**Extrait de page:**
On retrouve plusieurs expositions autour de l’aire centrale: les animaux du futur de Boulay et Steyer, une belle variété de planches de bédé, et des toiles de Manchu, qui a réalisé l’affiche des Utopiales cette année. Je savoure ses vastes panoramas de science-fiction, ses vaisseaux soigneusement conçus, la qualité du détail. Mon enfance rattrape mon présent quand j’apprends que c’est lui, Manchu, qui concevait les vaisseaux spatiaux du dessin animé Il était une fois… l’Espace.
Je m’imaginais les Utopiales comme un énorme congrès Boréal et c’est un peu vrai. On y retrouve des activités semblables dans des proportions assez semblables aussi. On y retrouve, en plus, des « cours du soir » et des projections de films, que je manquerai tous hormis le documentaire sur Philip K. Dick. On y croise des pros de longue date qui prennent plaisir à se retrouver et discuter de leur métier. L’événement semble attirer, proportionnellement, un plus grand public: la publicité et l’appui municipal dont bénéficient les Utopiales contribuent, j’imagine, à attirer les curieux.
Signer
Je l’apprécie, cette curiosité. À quelques reprises, je m’installe à la librairie pour une séance de dédicaces. Personne ici ne sait qui je suis, mais certains s’approchent, ouverts à essayer du nouveau. Il me manque le plus nouveau: La Grande Mort de mononc’ Morbide ne paraîtra en France qu’au printemps. Je le laisse savoir, je distribue des signets – non, des marque-page. (Sébastien m’a prévenu: « signet » se dit peu ici, il l’a constaté. « Voulez-vous un signet, monsieur? » « Un… cygnet? Un bébé cygne? »)

**Données fournies:**
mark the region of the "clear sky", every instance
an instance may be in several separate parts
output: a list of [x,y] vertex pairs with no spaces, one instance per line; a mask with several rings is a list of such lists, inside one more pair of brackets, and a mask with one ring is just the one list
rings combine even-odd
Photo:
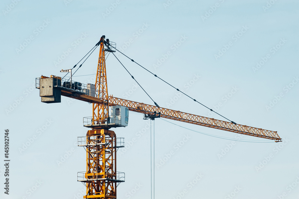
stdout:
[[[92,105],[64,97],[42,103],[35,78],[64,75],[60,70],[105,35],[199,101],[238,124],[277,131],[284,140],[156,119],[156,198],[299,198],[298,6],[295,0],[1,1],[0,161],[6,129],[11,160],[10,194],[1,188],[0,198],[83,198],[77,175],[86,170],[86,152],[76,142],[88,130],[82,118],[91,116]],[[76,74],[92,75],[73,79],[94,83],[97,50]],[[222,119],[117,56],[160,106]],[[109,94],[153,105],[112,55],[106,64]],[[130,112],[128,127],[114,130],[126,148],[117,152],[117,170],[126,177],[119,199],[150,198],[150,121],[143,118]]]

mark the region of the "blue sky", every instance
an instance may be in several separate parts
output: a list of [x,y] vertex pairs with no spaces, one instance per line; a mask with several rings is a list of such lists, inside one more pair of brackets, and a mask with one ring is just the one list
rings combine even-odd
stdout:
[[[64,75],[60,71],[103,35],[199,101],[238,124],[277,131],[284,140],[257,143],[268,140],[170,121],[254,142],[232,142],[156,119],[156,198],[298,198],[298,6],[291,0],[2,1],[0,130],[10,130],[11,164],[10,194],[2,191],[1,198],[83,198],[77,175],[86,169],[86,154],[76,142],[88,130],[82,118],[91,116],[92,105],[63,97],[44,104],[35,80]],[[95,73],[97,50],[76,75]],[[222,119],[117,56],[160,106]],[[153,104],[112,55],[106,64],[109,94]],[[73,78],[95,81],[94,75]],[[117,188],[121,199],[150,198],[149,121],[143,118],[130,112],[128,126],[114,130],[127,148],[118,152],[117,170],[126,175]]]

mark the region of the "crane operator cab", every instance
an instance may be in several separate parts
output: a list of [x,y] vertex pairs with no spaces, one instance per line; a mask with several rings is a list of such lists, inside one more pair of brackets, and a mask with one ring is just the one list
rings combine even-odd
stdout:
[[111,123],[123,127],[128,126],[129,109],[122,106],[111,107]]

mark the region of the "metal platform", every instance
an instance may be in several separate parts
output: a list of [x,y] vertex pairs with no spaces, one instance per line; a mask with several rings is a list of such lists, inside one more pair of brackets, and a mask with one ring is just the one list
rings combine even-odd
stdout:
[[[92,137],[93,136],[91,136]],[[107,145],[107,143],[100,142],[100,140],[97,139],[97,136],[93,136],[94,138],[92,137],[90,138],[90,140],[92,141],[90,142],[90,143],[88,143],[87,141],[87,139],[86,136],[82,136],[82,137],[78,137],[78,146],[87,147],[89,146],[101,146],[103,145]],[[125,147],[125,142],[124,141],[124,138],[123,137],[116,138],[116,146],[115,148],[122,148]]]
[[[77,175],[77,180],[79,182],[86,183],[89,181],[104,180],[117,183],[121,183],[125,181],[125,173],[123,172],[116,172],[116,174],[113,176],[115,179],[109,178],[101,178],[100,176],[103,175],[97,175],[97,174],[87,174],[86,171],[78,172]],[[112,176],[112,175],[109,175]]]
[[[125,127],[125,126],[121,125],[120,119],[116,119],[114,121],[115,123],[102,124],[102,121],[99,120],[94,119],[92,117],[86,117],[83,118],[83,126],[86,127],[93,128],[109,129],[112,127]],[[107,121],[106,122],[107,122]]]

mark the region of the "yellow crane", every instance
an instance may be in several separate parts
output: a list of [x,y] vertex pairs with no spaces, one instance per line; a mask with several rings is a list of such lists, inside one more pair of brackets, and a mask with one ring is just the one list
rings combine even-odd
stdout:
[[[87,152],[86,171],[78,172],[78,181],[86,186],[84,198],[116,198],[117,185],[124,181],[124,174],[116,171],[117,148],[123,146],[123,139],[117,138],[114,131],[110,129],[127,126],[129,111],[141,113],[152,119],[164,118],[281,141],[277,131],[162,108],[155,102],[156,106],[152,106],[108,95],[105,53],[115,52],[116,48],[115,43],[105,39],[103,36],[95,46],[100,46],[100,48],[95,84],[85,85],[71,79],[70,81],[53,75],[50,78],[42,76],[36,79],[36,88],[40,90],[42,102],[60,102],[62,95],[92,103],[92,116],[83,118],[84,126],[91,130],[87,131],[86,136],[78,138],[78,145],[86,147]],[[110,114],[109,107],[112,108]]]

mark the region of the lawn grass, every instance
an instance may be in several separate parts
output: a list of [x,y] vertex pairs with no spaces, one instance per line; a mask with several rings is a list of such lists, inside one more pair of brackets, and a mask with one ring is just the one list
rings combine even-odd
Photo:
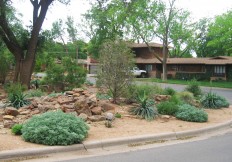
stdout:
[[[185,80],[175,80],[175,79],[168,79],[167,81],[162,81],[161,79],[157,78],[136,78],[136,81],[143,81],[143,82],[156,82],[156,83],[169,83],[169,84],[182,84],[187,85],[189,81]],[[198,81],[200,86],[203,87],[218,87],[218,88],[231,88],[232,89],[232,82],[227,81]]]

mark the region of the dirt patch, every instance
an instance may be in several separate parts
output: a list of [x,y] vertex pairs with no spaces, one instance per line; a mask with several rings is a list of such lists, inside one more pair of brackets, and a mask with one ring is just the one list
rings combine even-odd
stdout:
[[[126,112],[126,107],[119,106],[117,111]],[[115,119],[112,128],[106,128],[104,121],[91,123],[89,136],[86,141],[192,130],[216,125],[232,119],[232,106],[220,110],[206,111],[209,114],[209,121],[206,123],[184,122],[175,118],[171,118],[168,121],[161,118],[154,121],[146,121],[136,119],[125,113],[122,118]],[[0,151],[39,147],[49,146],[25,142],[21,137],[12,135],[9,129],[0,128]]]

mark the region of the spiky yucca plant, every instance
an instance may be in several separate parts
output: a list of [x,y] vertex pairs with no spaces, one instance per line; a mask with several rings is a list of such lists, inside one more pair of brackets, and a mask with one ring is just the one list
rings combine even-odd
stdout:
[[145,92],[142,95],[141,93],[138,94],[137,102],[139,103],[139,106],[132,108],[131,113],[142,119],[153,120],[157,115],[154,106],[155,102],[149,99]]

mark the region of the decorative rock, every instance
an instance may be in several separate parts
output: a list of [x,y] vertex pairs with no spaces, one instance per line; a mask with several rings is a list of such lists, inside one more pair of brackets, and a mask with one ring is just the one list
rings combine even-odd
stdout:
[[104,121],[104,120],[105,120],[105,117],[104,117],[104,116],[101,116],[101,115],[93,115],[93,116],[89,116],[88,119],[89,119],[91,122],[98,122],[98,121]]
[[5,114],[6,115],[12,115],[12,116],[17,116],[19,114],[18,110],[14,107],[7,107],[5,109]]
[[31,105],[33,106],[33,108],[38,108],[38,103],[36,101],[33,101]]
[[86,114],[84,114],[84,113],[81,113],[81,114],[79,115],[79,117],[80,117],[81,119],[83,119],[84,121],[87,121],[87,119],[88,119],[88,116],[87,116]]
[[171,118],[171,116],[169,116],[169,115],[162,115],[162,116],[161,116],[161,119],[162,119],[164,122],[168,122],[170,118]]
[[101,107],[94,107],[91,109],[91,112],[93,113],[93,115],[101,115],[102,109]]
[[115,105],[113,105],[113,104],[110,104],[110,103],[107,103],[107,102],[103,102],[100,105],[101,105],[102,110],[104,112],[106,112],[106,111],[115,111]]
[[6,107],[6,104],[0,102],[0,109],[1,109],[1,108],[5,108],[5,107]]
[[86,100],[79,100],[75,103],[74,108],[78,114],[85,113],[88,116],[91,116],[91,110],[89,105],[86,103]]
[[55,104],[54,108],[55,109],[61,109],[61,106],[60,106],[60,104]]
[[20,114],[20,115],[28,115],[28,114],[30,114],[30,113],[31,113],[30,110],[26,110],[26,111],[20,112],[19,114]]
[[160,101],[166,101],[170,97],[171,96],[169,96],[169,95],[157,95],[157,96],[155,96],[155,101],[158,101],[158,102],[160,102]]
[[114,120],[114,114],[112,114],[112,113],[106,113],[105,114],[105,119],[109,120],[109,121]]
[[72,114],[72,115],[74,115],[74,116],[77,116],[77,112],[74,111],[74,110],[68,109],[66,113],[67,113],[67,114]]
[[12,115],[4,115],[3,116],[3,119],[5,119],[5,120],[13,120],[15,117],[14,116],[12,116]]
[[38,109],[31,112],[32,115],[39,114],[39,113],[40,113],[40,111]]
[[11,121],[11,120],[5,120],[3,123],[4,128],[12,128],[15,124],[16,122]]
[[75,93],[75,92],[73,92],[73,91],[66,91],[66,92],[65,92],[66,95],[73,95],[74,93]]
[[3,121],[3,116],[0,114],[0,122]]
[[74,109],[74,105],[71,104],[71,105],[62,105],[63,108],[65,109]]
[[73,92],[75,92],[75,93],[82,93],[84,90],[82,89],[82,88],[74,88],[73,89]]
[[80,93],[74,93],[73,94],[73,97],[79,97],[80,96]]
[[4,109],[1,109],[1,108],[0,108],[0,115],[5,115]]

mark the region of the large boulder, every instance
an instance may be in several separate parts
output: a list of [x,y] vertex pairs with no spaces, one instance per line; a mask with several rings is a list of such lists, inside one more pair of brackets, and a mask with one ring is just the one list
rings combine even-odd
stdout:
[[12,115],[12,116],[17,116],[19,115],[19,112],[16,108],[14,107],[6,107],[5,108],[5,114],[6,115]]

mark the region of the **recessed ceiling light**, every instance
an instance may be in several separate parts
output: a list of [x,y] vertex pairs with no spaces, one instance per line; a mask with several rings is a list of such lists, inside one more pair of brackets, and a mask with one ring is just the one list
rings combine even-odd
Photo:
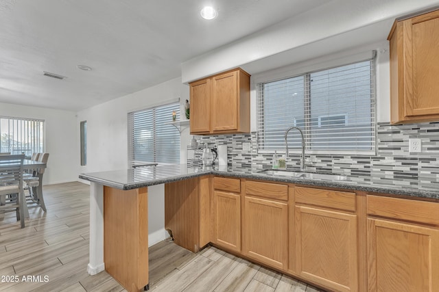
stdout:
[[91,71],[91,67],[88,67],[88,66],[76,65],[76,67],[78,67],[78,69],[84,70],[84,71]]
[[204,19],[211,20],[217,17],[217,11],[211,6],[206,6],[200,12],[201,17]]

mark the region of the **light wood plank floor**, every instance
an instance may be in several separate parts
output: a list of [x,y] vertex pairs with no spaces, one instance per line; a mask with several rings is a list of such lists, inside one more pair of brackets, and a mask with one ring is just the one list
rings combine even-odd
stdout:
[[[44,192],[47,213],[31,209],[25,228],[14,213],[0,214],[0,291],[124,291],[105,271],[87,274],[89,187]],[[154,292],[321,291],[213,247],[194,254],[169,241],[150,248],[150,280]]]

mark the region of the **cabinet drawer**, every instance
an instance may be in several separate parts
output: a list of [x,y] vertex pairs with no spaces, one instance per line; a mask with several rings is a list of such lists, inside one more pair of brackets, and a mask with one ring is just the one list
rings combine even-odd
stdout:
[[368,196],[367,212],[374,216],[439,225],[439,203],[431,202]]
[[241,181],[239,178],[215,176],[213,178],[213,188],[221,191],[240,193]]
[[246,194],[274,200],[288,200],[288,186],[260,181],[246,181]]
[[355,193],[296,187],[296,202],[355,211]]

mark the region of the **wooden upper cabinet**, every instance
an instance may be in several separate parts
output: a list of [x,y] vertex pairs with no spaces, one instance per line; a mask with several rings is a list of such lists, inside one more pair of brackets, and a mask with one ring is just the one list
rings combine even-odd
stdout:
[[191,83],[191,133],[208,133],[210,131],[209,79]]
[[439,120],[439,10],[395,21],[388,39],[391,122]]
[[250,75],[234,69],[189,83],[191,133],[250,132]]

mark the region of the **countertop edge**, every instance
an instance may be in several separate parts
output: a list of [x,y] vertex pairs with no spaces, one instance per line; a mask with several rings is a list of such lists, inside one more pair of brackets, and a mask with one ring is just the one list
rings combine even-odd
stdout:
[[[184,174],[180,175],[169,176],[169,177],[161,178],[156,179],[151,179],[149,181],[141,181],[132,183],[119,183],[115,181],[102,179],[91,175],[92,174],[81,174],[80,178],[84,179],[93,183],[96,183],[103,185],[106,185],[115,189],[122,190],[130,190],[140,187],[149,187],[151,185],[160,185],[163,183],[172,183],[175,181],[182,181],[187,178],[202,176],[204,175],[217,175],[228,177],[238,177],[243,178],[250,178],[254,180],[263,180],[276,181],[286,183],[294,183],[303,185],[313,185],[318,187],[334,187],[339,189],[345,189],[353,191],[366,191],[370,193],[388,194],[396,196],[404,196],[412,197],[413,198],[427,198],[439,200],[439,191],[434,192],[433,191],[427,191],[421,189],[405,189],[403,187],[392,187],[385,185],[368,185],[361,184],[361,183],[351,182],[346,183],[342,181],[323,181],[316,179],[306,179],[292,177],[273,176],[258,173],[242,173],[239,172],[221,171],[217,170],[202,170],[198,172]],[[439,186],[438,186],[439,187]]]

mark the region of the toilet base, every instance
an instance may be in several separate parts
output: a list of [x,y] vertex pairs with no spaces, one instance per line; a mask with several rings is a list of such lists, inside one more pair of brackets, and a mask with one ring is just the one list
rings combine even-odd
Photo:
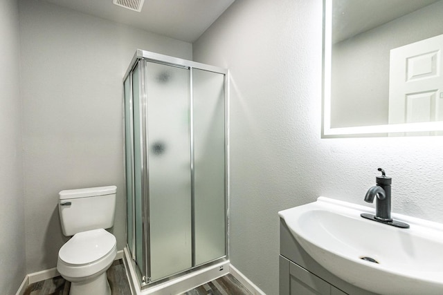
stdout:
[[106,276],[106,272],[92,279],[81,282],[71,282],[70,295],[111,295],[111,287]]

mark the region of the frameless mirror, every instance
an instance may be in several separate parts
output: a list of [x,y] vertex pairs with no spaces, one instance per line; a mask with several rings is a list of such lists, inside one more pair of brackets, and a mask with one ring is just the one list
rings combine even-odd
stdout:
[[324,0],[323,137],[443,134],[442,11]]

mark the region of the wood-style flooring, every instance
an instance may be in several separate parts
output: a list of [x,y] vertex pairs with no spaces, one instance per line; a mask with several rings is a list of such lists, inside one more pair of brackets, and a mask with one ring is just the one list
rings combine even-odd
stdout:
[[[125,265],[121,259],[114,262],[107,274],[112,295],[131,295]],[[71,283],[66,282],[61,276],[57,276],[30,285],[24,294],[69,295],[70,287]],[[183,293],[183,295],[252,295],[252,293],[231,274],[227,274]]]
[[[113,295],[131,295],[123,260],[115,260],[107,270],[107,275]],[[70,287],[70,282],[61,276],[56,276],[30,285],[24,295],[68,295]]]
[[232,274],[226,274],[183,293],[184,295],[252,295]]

**Liste des consignes:**
a – Répondez à ces questions sur le texte consacré aux Utopiales :
(i) Qui a réalisé l'affiche des Utopiales cette année ?
(ii) Quelle projection la personne qui raconte ne manquera pas ?
(iii) À quelle saison La Grande Mort de mononc' Morbide paraîtra-t-elle en France ?
b – Écrivez la suite du texte consacré aux Utopiales, à partir de sa dernière phrase.

**Résultats obtenus:**
a –
(i) Manchu.
(ii) Le documentaire sur Philip K. Dick.
(iii) Au printemps.

b –
C’est une autre occasion de socialiser avec les pros européens. J’ai de brefs mais bons échanges avec Francis Berthelot, Sylvie Lainé, Jean-Luc Marcastel… Nous parlons de carrière, des thèmes qui nous tiennent à coeur. Ici et à d’autres occasions, nous revenons à la question de la diffusion. Nous sommes tous curieux de savoir à quel point les livres de chez nous sont visibles ou non de l’autre côté de l’Atlantique. Les auteurs français sont mieux servis sur ce point, je crois, mais la superbe sélection de la librairie me permet de constater ce que nous manquons tout de même. Cela dit, il existe des constantes, où qu’on se trouve. Anne Robillard est aux Utopiales cette année: ici aussi, on la repère à sa longue file de fans et à l’elfe mauve qui veille sur ses dédicaces.
Repartir
Tout cela passe vite, vous vous en douterez. J’aurai peu vu Nantes, hormis l’éléphant, et un château, et un bar où j’ai bu avec Louise et des Suisses.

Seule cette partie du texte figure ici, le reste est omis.